Natural language region descriptions:
=== Begin Enclosure ===

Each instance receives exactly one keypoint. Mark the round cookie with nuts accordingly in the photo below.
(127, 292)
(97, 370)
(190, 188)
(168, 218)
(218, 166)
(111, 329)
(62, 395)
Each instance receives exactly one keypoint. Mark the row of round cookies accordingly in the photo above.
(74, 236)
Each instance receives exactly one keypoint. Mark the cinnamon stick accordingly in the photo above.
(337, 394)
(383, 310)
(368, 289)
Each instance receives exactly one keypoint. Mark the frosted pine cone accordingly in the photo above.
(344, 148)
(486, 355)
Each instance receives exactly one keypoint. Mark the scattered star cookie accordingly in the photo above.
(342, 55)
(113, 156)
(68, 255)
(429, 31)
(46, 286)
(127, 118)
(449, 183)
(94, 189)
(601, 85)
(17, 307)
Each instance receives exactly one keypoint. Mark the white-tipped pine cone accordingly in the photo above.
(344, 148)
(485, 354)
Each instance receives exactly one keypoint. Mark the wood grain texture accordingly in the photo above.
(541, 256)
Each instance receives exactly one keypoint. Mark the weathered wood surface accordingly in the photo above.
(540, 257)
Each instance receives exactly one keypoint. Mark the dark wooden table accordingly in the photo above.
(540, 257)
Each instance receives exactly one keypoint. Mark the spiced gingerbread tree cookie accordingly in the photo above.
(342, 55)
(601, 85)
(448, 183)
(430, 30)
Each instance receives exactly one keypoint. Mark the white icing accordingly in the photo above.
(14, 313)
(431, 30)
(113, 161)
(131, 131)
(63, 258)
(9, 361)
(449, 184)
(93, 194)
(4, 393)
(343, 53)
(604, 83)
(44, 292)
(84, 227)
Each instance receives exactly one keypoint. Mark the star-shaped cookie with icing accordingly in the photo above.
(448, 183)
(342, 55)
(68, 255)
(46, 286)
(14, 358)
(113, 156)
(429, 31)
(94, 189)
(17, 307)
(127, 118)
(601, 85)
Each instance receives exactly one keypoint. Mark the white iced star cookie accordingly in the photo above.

=== End Enclosure ===

> ASSIGNMENT: Would you quote, exactly and only, the lines from the one containing "with icing accordingly in the photo above." to the end of the entries?

> TASK ANSWER:
Each instance receives exactly one keypoint. Mark the star-shaped cookie with icing accordingly in the photo above.
(448, 183)
(342, 55)
(68, 255)
(46, 286)
(14, 358)
(113, 156)
(429, 31)
(94, 189)
(17, 307)
(127, 118)
(601, 85)
Each instance receives exactly one keypoint. Mark the white iced star cookie accordingly in the photo above.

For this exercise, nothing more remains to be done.